**TEXT EXCERPT**
---+---
Generally I'm looking for something along the lines of acquire/release fences as described by Preshing here:

http://preshing.com/20130922/acquire-and-release-fences/

(if I understand it correctly the C++11 atomics only work for threads of a single process and not along multiple processes.)

However the GCC-own memory barriers (__sync_synchronize in combination with the compiler barrier asm volatile( "" ::: "memory" ) to be sure) don't seem to work as expected, as writes become visible after the barrier, when I expected them to be completed.

Any help would be appreciated...

BTW: Under windows this just works fine using volatile variables (a Microsoft specific behaviour)...
sehe about 10 years

Just noticed gcc 4.6 mentioned. It's possible that this version doesn't have uniform inializers. Just explicitly call the constructor for shared_string then when pushing onto the queue.
Ben about 10 years

Thank you for your detailed answer. It is always fascinating to see how even complex problems come down to 100 lines of code in boost ;-) However my question still remains. Is there a construct of some kind that enforces memory visibility (something similar to smp_mb(), that is only available in the kernel)). Or in other words, how do mutexes enforce memory visibility?
---+---
**DATA SUPPLIED**
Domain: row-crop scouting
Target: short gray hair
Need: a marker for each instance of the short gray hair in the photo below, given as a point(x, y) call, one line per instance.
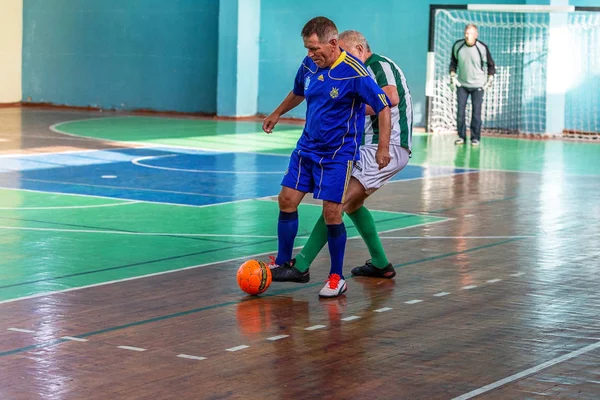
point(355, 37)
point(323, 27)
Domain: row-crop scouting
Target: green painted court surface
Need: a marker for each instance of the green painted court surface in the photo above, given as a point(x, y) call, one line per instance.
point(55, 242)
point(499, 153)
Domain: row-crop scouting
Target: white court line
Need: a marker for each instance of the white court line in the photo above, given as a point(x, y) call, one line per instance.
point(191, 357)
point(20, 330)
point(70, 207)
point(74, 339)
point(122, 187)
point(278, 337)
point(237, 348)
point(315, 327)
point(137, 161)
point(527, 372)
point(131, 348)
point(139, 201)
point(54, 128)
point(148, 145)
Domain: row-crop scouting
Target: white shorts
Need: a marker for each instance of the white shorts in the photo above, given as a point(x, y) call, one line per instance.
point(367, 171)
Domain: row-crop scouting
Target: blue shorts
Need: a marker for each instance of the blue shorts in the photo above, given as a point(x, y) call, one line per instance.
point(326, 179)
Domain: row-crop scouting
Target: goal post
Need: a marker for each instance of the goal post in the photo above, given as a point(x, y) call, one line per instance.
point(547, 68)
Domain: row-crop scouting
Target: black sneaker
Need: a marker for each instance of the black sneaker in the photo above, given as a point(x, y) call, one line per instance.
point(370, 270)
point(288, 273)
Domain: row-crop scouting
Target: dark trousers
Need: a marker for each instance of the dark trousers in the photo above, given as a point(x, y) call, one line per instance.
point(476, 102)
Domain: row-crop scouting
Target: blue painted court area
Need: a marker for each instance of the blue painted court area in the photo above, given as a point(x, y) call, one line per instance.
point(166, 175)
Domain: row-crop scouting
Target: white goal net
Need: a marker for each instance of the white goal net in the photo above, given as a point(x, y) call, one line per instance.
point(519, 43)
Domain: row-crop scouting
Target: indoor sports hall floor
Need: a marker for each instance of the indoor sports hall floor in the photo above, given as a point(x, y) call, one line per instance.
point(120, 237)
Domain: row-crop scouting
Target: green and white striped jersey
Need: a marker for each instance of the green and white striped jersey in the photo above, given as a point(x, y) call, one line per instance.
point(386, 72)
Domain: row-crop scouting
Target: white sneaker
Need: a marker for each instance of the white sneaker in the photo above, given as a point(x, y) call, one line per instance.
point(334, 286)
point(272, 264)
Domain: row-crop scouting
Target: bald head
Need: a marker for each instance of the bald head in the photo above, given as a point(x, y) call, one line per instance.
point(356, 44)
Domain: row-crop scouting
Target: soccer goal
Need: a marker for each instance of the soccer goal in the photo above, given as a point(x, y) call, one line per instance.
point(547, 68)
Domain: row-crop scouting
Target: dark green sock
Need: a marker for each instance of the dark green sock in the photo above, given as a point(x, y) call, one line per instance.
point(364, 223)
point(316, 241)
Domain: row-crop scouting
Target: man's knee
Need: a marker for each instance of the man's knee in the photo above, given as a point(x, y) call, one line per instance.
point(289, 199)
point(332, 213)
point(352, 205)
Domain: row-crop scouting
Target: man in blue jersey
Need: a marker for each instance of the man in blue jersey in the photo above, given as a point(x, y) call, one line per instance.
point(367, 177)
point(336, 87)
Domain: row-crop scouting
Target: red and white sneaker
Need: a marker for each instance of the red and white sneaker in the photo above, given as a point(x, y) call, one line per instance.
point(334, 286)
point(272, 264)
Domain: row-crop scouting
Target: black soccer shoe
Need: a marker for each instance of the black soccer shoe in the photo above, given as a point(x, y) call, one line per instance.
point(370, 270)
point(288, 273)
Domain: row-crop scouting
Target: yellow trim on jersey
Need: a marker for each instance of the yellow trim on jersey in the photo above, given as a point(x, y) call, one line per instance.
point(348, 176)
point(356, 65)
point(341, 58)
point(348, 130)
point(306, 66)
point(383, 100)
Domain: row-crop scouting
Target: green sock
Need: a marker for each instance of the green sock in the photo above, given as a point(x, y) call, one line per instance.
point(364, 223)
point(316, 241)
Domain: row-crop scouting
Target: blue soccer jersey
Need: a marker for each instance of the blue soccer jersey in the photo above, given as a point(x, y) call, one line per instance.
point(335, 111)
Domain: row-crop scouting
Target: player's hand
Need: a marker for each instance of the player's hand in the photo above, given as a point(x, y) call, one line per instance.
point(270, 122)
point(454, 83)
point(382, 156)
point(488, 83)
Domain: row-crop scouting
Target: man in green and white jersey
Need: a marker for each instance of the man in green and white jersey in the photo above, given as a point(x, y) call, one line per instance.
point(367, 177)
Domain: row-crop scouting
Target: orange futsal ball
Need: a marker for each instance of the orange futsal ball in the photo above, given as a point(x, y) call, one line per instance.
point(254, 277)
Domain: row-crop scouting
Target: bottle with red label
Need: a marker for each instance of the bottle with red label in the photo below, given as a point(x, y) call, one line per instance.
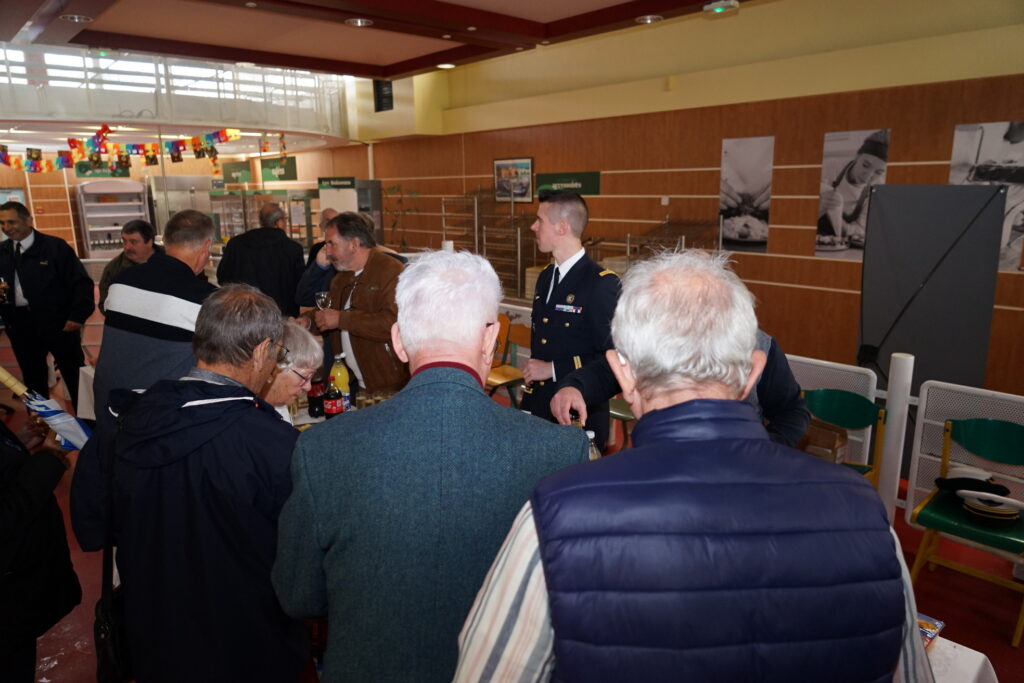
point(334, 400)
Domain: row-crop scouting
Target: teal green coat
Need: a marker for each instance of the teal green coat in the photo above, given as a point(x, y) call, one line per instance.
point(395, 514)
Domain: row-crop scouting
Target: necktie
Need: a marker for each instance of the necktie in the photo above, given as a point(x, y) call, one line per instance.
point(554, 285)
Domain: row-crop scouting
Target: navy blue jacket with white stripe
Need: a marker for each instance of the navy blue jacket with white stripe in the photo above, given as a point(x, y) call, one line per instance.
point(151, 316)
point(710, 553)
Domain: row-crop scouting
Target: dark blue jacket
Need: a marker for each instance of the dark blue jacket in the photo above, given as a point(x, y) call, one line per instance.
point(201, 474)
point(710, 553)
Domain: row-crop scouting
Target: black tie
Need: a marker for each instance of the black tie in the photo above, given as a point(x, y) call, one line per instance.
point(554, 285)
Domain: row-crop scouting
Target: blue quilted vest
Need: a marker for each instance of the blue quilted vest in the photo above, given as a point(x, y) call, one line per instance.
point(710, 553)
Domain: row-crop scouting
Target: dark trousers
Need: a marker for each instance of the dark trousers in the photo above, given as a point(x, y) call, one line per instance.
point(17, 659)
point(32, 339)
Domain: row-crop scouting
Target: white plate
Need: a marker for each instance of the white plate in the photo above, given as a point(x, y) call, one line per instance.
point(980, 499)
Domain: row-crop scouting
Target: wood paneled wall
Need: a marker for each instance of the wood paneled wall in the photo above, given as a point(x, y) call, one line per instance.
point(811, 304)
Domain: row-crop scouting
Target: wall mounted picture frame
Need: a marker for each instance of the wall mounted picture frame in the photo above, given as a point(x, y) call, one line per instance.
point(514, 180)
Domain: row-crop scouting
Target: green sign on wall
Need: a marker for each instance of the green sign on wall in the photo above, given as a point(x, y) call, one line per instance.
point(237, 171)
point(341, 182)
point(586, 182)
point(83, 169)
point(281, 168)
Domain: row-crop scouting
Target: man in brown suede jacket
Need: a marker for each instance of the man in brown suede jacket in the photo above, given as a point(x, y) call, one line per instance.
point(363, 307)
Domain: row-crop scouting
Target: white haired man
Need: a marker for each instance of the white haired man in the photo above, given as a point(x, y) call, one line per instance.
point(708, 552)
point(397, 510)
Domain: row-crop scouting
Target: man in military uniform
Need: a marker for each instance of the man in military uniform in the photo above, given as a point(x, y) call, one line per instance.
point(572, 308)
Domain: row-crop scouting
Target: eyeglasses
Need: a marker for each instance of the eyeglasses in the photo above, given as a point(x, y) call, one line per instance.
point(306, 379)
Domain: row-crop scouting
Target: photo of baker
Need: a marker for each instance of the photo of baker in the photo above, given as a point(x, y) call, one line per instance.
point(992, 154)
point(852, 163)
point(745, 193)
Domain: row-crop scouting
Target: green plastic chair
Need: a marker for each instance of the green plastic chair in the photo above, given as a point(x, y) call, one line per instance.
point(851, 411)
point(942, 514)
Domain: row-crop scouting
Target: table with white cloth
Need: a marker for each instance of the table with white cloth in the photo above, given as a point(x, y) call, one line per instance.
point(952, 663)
---+---
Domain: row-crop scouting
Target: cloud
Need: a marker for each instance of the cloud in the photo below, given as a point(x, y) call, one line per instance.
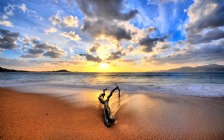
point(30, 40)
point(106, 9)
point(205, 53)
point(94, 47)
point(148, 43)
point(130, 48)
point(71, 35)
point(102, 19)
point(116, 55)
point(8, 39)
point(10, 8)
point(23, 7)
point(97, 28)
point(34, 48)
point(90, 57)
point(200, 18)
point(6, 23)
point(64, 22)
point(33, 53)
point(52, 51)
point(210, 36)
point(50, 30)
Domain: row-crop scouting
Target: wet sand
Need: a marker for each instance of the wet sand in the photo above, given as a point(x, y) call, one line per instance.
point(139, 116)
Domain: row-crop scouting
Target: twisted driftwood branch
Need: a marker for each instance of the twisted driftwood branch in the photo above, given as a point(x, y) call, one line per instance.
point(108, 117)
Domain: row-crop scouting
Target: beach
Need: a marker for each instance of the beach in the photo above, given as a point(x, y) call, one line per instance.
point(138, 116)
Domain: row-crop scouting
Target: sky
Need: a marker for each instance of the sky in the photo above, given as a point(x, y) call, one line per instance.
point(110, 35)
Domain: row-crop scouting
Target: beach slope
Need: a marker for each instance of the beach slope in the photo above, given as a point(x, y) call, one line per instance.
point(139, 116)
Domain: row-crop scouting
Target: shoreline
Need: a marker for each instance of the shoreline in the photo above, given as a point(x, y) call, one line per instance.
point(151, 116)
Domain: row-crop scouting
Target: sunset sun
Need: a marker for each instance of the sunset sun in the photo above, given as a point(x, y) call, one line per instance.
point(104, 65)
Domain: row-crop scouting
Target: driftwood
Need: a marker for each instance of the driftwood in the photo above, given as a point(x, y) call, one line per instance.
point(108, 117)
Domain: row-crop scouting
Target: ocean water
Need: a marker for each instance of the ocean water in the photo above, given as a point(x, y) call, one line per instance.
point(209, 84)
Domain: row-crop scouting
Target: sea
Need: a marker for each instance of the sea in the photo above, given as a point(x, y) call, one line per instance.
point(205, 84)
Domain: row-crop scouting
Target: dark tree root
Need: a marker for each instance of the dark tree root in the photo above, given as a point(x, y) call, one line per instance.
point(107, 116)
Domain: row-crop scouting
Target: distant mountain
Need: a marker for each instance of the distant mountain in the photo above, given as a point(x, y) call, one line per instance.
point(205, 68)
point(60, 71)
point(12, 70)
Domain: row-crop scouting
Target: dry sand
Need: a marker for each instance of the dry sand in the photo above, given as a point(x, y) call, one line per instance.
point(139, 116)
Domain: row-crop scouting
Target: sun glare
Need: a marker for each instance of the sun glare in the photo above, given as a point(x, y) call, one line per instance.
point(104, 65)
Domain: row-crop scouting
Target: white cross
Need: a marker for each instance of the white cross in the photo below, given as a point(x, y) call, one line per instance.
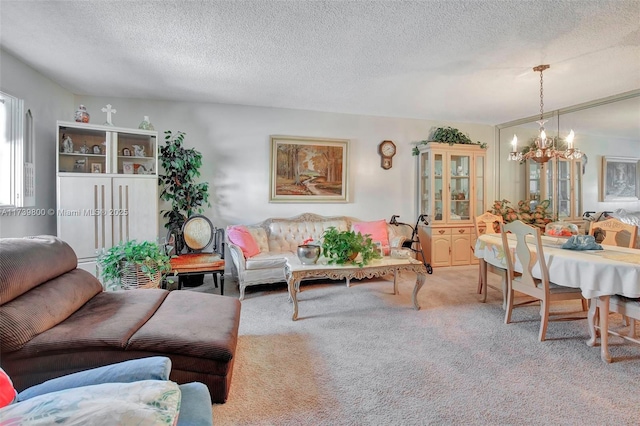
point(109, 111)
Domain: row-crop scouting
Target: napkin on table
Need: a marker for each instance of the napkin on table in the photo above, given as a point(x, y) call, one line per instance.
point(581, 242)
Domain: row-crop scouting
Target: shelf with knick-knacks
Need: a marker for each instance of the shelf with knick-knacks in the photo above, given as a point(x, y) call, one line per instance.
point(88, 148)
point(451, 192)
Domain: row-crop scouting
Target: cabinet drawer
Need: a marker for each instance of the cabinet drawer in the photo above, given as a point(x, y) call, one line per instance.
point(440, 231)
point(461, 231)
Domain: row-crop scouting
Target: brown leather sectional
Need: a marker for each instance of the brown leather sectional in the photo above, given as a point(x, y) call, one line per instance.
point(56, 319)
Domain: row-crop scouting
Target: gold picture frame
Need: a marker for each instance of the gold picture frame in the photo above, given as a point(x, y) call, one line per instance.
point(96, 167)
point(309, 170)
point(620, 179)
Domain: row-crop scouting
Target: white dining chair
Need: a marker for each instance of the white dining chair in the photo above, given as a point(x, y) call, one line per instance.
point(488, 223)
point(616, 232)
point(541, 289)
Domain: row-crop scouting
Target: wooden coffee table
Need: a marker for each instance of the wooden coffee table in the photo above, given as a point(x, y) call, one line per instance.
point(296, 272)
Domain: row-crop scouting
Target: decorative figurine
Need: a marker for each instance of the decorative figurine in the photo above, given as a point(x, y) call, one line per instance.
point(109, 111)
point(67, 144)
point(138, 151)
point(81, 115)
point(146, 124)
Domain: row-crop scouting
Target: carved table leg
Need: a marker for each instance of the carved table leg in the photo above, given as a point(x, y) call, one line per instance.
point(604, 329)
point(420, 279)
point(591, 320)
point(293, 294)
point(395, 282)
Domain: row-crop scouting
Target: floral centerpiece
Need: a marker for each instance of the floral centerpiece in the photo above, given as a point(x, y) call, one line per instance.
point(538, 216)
---+---
**CHALLENGE 1**
Copy every line of the listing that contains the string "sand", treating uppercase and lowercase letters as different.
**CHALLENGE 2**
Continue the forum thread about memory barriers and cross-process visibility from where it stops.

**ANSWER 1**
Target: wet sand
Need: a marker for each instance of the wet sand in the photo above, given as a point(x, y) call, one line per instance.
Target: dry sand
Need: a marker for each instance of the dry sand in the photo above, given as a point(x, y) call, one line per instance.

**ANSWER 2**
sehe about 10 years

@Ben It's 54 lines of code (not counting makefile). I've just pushed a c++03 update to the gist. The Lockfree library uses atomics in the underlying implementation, so I trust it to employ the right barriers. I would be surprised if the fact that memory pages are shared has any impact on the visibility semantics. Here's some notes about Interprocess support in Boost Lockfree documentation
sehe about 10 years

If you're looking for a shared mutex (named mutex on Win32), see Mutex or Synchronization mechanisms overview in the Boost Interprocess docs.
Ben about 10 years

Ok, thank you again for your answer. I did take a look into the boost interprocess and atomics sources and only encountered "familiar" barrier implementations. So I still don't understand why the memory barrier (__sync_synchronize) does not work as expected in my implementation. However, as this goes beyond my original question, I will mark your (excellent) answer as accepted :-)